Region pointing data:
--

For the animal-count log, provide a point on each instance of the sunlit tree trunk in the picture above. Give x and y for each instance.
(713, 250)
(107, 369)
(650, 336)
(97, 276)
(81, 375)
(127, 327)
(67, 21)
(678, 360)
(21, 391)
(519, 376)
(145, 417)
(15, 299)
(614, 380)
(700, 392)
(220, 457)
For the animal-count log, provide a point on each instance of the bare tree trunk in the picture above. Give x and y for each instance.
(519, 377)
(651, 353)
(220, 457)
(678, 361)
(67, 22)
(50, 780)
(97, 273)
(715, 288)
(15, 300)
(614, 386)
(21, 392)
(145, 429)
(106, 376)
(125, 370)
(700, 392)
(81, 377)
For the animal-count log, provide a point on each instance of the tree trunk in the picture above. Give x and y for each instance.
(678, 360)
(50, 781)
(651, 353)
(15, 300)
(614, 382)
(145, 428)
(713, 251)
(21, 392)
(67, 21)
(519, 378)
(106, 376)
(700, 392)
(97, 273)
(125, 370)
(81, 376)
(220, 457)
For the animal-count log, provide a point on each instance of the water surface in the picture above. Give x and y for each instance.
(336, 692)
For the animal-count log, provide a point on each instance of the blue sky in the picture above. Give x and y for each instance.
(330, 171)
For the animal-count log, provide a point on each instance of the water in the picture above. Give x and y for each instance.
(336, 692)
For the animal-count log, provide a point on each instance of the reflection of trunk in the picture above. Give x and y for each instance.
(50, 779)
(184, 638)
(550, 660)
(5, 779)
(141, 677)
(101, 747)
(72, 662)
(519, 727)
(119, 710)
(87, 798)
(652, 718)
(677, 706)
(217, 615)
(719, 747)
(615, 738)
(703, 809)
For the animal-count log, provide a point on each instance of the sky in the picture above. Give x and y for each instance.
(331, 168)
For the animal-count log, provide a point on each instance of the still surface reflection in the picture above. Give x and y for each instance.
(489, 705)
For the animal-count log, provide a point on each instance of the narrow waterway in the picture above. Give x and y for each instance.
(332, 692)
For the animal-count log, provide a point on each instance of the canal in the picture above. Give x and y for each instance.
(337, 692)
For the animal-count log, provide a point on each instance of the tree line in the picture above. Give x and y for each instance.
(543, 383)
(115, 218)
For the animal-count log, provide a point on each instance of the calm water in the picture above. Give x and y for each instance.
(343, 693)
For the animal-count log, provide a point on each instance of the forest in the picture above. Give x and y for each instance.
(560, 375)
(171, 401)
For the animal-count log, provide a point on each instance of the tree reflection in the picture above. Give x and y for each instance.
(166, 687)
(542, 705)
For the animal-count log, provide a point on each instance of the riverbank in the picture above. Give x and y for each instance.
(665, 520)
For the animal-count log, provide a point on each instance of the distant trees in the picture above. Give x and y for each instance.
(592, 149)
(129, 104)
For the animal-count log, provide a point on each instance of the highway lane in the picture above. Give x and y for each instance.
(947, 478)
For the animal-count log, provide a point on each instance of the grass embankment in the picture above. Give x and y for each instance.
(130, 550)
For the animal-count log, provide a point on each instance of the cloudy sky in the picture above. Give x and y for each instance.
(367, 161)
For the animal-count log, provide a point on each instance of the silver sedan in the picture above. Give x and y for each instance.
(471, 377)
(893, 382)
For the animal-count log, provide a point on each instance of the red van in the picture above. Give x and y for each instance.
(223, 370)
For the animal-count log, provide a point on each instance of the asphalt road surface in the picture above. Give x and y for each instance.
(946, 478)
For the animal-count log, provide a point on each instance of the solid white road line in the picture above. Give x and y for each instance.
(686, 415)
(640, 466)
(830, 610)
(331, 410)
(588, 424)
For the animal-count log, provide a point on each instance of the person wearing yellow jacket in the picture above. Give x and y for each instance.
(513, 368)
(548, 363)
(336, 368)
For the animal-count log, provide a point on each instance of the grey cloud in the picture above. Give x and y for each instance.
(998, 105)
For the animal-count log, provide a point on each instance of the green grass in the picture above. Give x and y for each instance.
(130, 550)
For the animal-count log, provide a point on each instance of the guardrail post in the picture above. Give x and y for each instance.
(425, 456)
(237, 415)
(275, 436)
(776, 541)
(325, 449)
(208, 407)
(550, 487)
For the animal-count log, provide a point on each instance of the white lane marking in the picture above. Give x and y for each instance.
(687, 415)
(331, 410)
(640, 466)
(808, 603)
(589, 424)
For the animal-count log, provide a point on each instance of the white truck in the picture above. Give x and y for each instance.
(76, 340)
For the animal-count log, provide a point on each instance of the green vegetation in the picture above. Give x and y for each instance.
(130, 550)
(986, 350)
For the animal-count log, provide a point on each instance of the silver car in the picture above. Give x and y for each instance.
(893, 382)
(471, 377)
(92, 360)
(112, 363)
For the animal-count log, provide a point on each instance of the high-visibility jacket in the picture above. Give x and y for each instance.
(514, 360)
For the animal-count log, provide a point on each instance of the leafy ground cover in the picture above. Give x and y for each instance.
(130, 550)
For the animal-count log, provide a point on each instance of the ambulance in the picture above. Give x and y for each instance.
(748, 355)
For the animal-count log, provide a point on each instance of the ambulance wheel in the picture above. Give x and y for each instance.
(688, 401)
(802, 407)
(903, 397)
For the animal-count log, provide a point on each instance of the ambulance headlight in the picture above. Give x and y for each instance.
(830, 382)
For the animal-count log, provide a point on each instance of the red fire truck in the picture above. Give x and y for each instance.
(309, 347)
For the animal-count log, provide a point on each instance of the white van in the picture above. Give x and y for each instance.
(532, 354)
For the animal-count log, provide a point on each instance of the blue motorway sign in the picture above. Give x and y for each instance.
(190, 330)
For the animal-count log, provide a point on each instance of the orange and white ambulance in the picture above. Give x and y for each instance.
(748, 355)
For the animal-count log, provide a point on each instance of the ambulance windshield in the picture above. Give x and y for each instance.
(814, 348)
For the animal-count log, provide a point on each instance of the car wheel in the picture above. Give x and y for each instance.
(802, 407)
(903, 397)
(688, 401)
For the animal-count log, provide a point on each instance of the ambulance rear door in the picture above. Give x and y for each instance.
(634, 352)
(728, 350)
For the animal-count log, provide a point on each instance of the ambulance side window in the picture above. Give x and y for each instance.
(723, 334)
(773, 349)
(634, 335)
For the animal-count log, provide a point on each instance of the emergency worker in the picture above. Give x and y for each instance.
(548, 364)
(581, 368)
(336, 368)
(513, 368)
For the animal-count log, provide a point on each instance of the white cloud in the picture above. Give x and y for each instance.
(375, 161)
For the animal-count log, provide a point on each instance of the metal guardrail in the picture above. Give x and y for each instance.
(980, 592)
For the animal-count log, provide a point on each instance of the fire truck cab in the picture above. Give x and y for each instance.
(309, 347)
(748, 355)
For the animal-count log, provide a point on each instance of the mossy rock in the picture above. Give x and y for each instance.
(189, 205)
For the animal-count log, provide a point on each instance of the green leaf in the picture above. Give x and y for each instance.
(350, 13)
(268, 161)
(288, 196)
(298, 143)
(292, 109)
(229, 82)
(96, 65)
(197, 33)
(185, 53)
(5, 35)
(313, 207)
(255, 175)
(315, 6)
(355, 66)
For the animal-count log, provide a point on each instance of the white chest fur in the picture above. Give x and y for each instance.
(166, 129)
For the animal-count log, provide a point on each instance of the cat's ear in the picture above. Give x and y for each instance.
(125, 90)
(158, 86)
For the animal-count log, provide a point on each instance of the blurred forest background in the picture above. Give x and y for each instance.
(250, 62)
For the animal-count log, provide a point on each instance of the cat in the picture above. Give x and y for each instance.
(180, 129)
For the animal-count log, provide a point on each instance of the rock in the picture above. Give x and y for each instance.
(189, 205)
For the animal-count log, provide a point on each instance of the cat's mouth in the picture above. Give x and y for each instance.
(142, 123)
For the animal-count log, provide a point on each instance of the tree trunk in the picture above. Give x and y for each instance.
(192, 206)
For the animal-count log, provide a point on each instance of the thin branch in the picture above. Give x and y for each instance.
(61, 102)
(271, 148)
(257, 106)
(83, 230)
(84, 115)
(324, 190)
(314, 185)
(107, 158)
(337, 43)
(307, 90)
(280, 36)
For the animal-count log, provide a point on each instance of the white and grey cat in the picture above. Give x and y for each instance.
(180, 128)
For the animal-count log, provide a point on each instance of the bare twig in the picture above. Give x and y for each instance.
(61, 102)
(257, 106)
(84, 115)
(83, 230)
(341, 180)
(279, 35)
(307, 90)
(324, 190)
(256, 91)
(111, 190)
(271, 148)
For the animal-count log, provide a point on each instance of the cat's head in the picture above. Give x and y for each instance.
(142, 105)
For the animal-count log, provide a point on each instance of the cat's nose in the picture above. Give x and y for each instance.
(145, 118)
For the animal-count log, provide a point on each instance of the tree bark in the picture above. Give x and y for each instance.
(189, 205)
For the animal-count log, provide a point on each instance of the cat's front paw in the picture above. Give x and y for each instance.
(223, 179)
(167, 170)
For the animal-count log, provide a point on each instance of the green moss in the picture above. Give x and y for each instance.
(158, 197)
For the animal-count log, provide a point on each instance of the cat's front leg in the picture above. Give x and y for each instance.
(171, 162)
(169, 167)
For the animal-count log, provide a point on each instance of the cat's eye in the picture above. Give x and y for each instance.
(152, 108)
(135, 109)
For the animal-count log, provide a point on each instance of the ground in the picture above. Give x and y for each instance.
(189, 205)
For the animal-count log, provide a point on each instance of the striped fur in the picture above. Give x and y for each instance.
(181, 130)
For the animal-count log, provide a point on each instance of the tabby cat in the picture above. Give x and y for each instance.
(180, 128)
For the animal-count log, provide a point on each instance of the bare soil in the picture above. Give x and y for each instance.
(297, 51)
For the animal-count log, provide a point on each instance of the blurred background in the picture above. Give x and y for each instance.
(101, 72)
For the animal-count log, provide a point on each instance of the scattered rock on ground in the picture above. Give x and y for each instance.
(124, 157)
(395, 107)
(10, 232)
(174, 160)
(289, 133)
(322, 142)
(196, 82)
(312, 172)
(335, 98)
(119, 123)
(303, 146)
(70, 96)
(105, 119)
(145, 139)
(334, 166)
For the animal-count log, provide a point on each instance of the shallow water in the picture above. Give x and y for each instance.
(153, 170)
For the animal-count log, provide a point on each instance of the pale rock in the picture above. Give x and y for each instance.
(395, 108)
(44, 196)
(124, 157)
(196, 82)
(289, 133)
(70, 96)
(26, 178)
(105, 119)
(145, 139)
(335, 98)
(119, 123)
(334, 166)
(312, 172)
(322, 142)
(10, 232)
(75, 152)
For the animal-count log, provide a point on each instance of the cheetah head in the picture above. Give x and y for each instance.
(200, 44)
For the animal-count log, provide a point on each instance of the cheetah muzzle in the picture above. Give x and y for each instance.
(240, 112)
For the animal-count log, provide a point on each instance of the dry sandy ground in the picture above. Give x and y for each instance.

--

▶ Task item
Once the line that contains "the cheetah head" is found, please give it again exactly, along with each line that comes after it, through the last line of the entries.

▶ Task response
For the animal-count log, provide a point on each instance of the cheetah head in the picture above. Give x and y for each instance.
(200, 44)
For the animal-count log, provide a point on each instance of the cheetah muzzle in the picture above. Give x and y for each instance.
(240, 112)
For the animal-count log, provide a point on each instance of the dry sandy ground in the picture above. Give x and y for each instance.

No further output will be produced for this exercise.